Repeat the entire listing exactly as written.
━━━
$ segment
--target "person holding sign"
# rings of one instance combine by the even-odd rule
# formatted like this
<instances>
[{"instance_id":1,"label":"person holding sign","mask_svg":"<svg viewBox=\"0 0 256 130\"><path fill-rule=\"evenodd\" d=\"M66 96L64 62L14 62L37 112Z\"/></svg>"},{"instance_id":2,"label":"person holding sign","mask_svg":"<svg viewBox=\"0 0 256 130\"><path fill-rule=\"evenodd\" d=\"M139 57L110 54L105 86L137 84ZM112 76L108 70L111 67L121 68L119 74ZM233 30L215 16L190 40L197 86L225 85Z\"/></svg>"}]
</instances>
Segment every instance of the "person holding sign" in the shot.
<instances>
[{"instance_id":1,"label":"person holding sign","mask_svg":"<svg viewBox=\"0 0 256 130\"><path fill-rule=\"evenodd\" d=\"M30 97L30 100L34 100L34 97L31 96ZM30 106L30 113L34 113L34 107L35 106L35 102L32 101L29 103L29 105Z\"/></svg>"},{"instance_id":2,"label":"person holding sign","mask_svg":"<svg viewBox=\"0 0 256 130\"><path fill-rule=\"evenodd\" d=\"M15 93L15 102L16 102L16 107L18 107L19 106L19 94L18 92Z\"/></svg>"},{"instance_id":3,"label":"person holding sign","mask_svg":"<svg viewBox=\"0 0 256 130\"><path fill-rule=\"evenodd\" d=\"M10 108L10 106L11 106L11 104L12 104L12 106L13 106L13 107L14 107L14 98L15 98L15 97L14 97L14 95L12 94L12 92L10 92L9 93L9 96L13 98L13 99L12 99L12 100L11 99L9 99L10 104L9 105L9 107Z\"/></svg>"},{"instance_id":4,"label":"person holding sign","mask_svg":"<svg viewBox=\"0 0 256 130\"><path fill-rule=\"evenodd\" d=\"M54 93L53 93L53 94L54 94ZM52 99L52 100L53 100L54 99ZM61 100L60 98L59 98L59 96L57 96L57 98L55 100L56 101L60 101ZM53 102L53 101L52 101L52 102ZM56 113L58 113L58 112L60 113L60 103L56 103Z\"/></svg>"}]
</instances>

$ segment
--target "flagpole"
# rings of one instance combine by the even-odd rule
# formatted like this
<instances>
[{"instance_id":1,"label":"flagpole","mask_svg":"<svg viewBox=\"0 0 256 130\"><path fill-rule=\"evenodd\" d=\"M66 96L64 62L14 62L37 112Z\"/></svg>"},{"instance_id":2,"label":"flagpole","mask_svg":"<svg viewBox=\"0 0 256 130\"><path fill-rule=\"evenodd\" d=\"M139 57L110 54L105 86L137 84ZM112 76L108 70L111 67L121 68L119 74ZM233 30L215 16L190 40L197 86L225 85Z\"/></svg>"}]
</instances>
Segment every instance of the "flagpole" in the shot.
━━━
The response:
$ segment
--target "person holding sign"
# rings of one instance combine by the even-odd rule
# formatted like this
<instances>
[{"instance_id":1,"label":"person holding sign","mask_svg":"<svg viewBox=\"0 0 256 130\"><path fill-rule=\"evenodd\" d=\"M66 96L64 62L14 62L37 112Z\"/></svg>"},{"instance_id":2,"label":"person holding sign","mask_svg":"<svg viewBox=\"0 0 256 130\"><path fill-rule=\"evenodd\" d=\"M139 57L110 54L105 86L137 84ZM112 76L108 70L111 67L121 68L119 74ZM233 30L215 16L190 40L197 86L225 85Z\"/></svg>"}]
</instances>
Segment every instance of the "person holding sign" in the shot.
<instances>
[{"instance_id":1,"label":"person holding sign","mask_svg":"<svg viewBox=\"0 0 256 130\"><path fill-rule=\"evenodd\" d=\"M30 97L30 100L34 100L34 97L31 96ZM30 106L30 113L34 113L34 107L35 106L35 102L32 101L29 103L29 105Z\"/></svg>"},{"instance_id":2,"label":"person holding sign","mask_svg":"<svg viewBox=\"0 0 256 130\"><path fill-rule=\"evenodd\" d=\"M15 93L15 102L16 102L16 107L18 107L19 106L19 94L18 92Z\"/></svg>"},{"instance_id":3,"label":"person holding sign","mask_svg":"<svg viewBox=\"0 0 256 130\"><path fill-rule=\"evenodd\" d=\"M10 108L10 106L11 106L11 104L12 104L12 106L13 106L13 107L14 107L14 98L15 98L15 97L14 97L14 95L12 94L12 92L10 92L9 93L9 96L13 98L13 99L12 99L12 100L11 99L9 99L10 104L9 105L9 107Z\"/></svg>"},{"instance_id":4,"label":"person holding sign","mask_svg":"<svg viewBox=\"0 0 256 130\"><path fill-rule=\"evenodd\" d=\"M54 93L53 93L53 94L54 94ZM52 99L52 100L53 100L54 99ZM61 100L60 98L59 98L59 96L57 96L57 98L55 100L56 101L60 101ZM53 102L53 101L52 101L52 102ZM56 113L58 113L58 112L60 113L60 103L56 103Z\"/></svg>"}]
</instances>

$ segment
--target "flagpole"
# rings of one instance combine by the even-odd rule
# formatted like this
<instances>
[{"instance_id":1,"label":"flagpole","mask_svg":"<svg viewBox=\"0 0 256 130\"><path fill-rule=\"evenodd\" d=\"M66 96L64 62L14 62L37 112Z\"/></svg>"},{"instance_id":2,"label":"flagpole","mask_svg":"<svg viewBox=\"0 0 256 130\"><path fill-rule=\"evenodd\" d=\"M139 57L110 54L105 86L137 84ZM112 76L108 70L111 67L121 68L119 74ZM233 30L215 16L190 40L197 86L225 85Z\"/></svg>"}]
</instances>
Segment every instance of the "flagpole" in the shot.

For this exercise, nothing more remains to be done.